**WHAT TO WORK ON**:
Copy the lines below that contain "weeds".

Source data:

☆ ☆ ☆ ☆

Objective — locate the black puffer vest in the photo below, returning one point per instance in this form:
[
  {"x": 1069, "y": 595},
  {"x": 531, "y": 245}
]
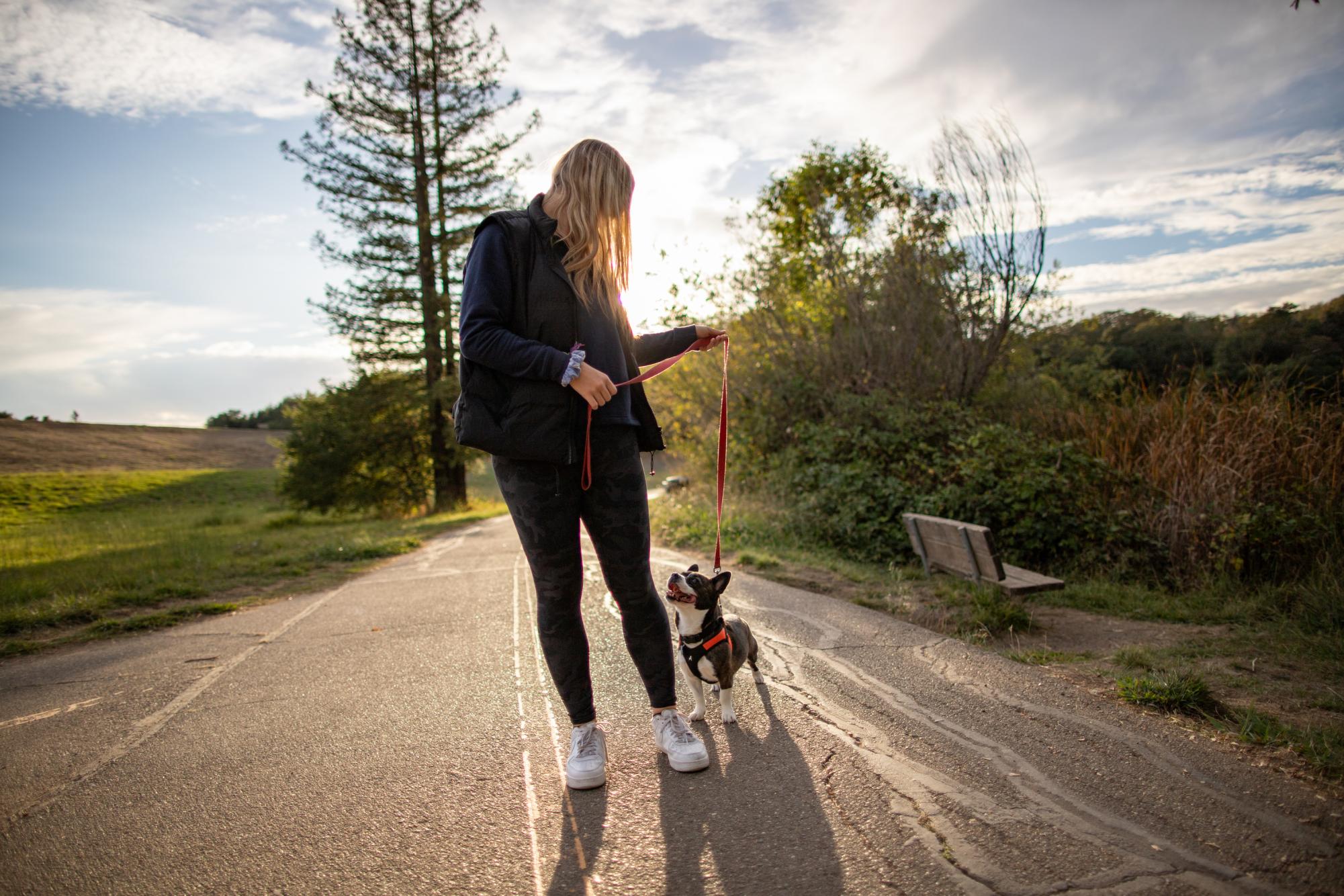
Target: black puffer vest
[{"x": 526, "y": 418}]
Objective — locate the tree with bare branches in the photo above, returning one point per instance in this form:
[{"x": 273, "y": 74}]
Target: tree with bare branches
[{"x": 997, "y": 221}]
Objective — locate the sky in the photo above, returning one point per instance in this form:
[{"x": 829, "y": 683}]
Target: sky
[{"x": 156, "y": 259}]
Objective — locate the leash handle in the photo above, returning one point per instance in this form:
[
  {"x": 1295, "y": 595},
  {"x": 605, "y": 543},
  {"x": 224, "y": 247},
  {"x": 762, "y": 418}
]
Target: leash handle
[
  {"x": 586, "y": 479},
  {"x": 723, "y": 464}
]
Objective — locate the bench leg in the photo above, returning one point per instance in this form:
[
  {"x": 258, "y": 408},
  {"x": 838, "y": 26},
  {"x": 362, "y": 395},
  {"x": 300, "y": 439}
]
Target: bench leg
[
  {"x": 971, "y": 553},
  {"x": 913, "y": 529}
]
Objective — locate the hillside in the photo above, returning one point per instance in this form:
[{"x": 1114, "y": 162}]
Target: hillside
[{"x": 30, "y": 447}]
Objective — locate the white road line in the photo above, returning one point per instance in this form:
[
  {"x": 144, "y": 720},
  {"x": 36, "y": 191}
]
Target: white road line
[
  {"x": 533, "y": 812},
  {"x": 48, "y": 714}
]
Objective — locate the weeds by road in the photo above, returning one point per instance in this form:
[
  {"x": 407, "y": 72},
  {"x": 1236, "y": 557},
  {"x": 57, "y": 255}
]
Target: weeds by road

☆ ☆ ☆ ☆

**EXPECTED OUTPUT**:
Objective — locate the weeds by road in the photo above, returning one point per instance in this form:
Target: weeds by road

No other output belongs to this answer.